For action against terrorism and against organised crime, it is important to strengthen Europol and Eurojust, to ensure the rapid and secure exchange of information across borders, and to speed up the extradition of criminals and the confiscation of their assets. Starting with the United Arab Emirates, we are signing more agreements so that once the assets of a convicted criminal are seized in one country, with the assistance of the other, both countries will get a share of the proceeds.

Our new approach to security also means local resilience against emergencies: building and strengthening local capacity to respond effectively to a range of circumstances from floods to potential terrorism incidents. That means not the old cold-war idea of civil defence, but a new form of civil protection that combines expert preparedness at local level for potential emergencies with a greater local engagement of individuals and families themselves. Next month the Home Secretary and the Secretary of State for Communities and Local Government will report on additional measures that we propose for young people in colleges and universities, in prisons and working in faith communities to disrupt the promoters of violent extremism, all building on the support of the vast majority of people of all faiths and all backgrounds who condemn terrorism, terrorists and their actions.

The national security strategy shows a Britain resolute in the face of an unstable and increasingly uncertain international security landscape. It demonstrates the lessons that we and other countries have learnt in recent years: that we must expand our policing, security and intelligence capacity—and we are doing so; that we must do more to prevent conflict by, for instance, more effective international control of arms—and we are doing so; and that we must strengthen the effectiveness of international institutions to promote stability and reconstruction, for which we have presented proposals today.

We will always be vigilant, will never leave ourselves vulnerable, and will support and at all times and wherever necessary strengthen—as we do today—our defence and civilian support for national security.

I commend my statement to the House.

#### [TASK REQUIREMENTS]
1 > Which country does the national security statement name as the first with which asset-sharing agreements are being signed?
2 > Summarize the national security statement in two sentences.
The rows come from a different source than the national security statement.

#### [THE DATA]
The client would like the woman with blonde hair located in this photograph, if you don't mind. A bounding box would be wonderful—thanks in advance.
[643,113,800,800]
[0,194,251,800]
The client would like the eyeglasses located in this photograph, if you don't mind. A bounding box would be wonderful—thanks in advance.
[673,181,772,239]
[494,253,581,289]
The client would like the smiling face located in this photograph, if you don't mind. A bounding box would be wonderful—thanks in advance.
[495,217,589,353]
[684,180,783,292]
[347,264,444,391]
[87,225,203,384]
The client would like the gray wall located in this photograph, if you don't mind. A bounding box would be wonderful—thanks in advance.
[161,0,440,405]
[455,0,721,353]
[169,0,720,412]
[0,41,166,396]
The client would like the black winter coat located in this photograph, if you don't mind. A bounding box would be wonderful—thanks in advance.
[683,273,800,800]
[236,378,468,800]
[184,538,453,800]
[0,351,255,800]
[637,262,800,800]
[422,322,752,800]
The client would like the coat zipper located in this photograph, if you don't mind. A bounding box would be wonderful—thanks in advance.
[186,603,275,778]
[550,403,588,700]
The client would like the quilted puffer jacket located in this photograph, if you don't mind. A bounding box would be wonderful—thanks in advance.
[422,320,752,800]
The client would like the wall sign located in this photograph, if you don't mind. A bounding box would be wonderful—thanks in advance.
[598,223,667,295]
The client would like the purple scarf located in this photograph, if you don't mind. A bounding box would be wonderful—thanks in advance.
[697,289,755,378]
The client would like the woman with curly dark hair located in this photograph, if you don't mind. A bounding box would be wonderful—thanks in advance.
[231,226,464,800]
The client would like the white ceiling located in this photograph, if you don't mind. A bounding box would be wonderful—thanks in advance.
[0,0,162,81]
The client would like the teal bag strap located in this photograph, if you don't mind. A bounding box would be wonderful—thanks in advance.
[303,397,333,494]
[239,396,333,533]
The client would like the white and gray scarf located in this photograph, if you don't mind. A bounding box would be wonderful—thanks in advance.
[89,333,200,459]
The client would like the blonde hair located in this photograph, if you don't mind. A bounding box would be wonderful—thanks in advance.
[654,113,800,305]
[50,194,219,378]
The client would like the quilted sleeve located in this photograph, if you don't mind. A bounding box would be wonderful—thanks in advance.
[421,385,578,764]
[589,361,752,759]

#### [EXERCISE RESULTS]
1 > The United Arab Emirates.

2 > The national security statement sets out measures against terrorism and organized crime, such as strengthening Europol and Eurojust, speeding up extradition, and signing asset-sharing agreements starting with the United Arab Emirates, alongside a new form of local civil protection against emergencies. It says Britain must expand its policing, security and intelligence capacity, do more to prevent conflict and strengthen international institutions, while staying vigilant and strengthening its defence and civilian support for national security.